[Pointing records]
========================================================================

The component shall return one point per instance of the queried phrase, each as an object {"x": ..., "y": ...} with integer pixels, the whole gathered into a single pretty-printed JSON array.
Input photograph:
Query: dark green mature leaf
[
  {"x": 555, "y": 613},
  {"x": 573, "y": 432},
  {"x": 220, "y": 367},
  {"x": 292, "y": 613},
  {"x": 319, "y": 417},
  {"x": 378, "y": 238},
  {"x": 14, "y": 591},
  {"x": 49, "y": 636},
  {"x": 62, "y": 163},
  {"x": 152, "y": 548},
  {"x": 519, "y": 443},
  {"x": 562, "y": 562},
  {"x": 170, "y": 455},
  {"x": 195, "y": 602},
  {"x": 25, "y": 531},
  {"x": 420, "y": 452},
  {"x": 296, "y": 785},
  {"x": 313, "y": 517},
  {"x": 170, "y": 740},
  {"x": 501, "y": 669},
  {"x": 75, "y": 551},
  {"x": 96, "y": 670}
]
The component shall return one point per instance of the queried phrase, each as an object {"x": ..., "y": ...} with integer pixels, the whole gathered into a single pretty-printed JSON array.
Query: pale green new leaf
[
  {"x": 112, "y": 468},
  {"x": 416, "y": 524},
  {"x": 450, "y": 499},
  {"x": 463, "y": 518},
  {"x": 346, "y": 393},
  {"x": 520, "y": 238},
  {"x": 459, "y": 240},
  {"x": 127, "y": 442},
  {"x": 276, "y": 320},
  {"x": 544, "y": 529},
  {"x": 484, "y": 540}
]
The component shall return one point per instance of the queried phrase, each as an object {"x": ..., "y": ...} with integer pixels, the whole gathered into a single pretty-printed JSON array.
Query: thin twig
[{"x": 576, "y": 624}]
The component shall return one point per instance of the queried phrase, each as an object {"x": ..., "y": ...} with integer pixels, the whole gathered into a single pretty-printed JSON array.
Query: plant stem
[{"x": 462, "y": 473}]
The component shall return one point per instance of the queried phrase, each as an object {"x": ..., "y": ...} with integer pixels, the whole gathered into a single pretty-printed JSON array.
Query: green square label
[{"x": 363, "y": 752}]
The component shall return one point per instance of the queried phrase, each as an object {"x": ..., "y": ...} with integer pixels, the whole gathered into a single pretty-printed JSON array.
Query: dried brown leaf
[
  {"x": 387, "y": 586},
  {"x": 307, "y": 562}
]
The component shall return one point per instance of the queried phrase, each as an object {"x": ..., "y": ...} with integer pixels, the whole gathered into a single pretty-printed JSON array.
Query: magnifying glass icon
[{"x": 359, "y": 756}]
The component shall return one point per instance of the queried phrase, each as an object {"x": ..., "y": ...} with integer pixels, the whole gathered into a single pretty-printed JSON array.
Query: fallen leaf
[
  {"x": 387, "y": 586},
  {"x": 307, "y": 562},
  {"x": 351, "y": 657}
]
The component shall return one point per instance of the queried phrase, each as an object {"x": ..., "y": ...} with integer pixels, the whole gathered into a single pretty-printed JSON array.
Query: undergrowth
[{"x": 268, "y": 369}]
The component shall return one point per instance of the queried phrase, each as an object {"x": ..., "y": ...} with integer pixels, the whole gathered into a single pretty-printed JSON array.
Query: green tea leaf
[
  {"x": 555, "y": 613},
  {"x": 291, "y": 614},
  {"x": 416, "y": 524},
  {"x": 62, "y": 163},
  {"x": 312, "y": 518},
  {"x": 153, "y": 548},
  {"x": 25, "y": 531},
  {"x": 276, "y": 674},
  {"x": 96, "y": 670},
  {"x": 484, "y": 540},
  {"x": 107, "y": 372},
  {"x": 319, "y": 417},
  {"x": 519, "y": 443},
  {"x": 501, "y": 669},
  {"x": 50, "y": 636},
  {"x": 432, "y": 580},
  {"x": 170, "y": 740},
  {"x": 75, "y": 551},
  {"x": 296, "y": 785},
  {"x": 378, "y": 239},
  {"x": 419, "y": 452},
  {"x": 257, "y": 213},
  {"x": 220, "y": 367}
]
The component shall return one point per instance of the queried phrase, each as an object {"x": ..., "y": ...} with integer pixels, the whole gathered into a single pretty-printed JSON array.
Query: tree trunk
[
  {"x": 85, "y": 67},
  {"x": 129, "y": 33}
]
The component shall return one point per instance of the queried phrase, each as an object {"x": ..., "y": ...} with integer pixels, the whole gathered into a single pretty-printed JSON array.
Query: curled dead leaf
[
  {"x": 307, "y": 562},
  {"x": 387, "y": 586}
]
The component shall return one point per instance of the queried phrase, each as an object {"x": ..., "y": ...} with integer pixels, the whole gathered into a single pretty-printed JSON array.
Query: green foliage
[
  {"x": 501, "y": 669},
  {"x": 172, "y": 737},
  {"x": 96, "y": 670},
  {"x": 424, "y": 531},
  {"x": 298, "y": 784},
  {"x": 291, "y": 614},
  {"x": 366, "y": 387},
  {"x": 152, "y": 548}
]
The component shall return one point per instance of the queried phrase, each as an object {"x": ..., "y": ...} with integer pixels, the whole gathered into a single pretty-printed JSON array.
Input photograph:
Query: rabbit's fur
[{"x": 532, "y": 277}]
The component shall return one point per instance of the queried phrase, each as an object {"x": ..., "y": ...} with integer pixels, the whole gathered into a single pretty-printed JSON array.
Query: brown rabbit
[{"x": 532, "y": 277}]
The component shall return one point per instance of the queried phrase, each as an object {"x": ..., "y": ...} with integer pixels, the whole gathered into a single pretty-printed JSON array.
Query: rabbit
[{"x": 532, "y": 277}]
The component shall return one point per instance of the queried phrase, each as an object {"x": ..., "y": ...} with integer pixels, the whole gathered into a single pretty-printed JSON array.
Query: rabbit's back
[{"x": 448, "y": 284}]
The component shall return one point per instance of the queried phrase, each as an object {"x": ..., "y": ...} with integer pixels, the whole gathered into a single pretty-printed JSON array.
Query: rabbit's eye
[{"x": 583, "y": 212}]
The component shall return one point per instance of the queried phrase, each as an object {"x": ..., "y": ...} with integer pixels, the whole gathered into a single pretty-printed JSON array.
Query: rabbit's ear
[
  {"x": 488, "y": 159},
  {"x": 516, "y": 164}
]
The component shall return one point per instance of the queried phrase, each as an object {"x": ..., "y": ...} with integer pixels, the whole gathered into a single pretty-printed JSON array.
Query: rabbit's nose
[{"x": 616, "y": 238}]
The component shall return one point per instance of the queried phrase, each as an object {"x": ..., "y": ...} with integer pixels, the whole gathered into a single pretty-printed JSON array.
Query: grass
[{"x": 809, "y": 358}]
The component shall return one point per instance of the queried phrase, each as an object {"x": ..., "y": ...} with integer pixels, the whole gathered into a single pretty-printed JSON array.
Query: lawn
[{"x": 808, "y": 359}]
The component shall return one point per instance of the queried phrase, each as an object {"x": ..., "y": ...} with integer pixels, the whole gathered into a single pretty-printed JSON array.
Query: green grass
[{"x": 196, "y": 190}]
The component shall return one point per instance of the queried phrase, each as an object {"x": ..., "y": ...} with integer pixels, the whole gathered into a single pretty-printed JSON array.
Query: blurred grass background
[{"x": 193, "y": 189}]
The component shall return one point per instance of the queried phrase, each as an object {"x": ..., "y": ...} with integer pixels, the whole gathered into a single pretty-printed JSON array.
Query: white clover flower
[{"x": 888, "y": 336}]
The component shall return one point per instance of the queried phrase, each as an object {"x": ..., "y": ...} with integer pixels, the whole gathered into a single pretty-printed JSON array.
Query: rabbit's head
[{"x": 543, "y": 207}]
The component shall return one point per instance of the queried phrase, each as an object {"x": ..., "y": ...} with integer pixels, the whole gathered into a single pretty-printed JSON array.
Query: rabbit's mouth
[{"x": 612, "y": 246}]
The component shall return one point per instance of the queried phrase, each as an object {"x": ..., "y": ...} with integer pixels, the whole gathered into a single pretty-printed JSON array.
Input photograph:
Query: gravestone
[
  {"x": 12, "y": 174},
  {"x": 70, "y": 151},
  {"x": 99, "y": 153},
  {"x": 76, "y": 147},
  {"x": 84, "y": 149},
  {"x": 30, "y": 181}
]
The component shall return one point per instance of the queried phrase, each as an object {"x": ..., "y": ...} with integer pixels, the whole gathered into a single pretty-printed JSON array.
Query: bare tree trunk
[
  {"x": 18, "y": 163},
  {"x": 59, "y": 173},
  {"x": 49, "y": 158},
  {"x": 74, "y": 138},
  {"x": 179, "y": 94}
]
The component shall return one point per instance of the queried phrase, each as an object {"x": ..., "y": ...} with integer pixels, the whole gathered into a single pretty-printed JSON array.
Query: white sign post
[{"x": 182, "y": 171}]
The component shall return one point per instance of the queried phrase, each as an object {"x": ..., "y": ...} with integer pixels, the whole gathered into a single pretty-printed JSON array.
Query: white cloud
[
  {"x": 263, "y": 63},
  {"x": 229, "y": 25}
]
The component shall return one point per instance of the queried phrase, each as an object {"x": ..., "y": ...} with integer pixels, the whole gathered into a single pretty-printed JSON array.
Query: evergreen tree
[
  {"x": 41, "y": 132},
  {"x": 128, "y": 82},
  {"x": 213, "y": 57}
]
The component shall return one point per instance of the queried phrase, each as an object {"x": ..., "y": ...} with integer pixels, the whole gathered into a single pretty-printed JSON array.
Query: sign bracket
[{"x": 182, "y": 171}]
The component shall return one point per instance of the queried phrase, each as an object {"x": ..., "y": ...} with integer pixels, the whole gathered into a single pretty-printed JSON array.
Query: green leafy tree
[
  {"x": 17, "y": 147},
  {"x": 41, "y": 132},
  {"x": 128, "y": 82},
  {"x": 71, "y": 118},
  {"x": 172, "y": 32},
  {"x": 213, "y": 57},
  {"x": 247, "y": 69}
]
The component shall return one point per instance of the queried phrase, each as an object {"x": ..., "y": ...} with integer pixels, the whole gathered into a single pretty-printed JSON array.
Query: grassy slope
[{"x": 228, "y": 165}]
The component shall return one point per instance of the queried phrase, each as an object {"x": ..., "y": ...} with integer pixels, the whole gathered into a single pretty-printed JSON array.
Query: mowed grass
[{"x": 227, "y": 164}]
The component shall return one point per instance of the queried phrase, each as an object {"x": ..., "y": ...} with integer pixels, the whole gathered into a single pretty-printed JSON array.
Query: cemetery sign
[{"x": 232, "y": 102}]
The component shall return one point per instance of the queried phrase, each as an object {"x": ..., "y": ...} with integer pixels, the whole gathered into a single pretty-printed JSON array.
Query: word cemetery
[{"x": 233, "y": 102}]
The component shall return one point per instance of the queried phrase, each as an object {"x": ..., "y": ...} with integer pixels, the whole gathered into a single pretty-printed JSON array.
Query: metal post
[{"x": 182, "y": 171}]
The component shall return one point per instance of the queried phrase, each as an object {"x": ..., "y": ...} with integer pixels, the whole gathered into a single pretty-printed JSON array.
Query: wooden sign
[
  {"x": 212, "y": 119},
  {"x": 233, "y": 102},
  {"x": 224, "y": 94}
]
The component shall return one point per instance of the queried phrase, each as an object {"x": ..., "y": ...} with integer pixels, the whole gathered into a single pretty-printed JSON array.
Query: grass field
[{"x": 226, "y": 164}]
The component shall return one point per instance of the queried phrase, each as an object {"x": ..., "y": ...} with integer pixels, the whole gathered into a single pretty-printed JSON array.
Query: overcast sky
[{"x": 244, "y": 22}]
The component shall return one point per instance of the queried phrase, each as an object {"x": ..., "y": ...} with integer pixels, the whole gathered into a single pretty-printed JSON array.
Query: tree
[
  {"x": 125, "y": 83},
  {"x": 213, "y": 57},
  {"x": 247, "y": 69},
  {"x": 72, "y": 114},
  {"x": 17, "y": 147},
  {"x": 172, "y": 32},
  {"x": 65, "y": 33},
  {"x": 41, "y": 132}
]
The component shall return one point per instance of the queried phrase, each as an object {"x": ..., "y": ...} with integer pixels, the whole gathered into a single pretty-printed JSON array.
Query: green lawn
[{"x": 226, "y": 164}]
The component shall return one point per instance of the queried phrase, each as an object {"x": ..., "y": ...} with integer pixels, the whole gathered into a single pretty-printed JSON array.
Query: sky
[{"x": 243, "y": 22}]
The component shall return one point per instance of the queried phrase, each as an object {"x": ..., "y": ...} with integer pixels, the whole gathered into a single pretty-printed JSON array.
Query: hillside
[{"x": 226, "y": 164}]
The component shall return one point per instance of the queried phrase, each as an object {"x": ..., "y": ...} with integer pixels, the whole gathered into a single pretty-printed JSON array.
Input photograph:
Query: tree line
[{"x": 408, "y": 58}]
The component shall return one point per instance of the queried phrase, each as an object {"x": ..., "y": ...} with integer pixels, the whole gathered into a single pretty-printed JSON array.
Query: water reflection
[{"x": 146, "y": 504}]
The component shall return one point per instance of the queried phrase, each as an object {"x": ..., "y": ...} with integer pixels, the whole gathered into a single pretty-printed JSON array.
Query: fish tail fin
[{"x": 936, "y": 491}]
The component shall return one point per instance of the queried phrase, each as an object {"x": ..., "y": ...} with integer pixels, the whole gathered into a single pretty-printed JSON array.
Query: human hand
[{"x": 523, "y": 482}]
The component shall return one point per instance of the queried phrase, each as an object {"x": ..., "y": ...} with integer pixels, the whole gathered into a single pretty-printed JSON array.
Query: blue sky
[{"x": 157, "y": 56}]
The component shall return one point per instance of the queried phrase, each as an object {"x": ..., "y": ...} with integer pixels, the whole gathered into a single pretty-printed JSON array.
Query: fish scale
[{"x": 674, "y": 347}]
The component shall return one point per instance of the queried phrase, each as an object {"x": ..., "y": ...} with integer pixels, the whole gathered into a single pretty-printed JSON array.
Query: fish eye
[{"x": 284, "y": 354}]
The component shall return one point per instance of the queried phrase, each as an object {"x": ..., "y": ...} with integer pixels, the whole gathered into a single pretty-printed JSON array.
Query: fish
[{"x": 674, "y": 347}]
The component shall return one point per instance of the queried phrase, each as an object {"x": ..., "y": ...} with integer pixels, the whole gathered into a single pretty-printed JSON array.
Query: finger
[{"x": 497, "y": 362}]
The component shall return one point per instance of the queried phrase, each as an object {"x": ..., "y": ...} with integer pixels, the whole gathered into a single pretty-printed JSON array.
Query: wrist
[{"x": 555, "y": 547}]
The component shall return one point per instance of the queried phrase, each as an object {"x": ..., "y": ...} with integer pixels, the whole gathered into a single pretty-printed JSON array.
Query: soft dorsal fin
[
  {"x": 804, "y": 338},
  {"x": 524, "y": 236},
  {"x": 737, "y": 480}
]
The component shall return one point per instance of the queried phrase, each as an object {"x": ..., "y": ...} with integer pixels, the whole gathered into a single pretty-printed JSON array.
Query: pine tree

========================================================================

# YOUR GOAL
Collect every line in the pointing records above that contains the word "sign".

# EXERCISE ANSWER
Query: white sign post
Query: sign bracket
Query: cemetery sign
Query: wooden sign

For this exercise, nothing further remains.